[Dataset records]
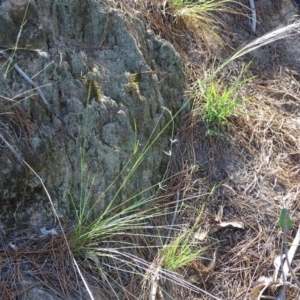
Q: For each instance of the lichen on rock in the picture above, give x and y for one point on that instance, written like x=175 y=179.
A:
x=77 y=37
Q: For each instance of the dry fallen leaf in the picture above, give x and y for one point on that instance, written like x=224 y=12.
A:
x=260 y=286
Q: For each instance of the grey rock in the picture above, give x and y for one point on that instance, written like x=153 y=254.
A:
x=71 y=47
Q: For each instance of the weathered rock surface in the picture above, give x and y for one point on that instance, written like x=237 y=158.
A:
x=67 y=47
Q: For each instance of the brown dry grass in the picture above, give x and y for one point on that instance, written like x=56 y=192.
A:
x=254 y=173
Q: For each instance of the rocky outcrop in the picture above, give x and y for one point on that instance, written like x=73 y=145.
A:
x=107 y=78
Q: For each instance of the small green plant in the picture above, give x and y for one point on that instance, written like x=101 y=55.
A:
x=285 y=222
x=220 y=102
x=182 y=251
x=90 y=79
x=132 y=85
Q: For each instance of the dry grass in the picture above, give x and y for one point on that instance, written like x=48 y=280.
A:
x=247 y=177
==
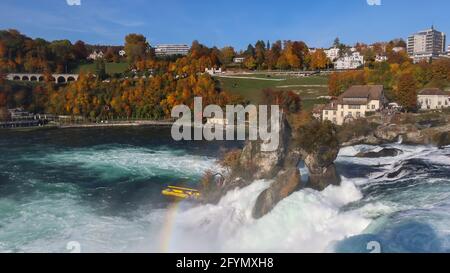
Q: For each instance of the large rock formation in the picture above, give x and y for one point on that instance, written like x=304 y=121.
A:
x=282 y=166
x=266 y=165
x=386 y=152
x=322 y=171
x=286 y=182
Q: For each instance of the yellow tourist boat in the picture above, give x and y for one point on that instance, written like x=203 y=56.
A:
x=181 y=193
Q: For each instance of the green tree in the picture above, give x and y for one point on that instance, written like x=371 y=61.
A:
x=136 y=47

## [Problem to work on]
Select each line of the listing above that contains the word "grass" and copy those lines out in full.

## [Final result]
Q: For each instance of the brown dry grass in the picture above, give x and y for one point on that instance, written like x=56 y=192.
Q: For each instance of the dry grass in the picture above, give x and y for one point on that instance, written like x=48 y=280.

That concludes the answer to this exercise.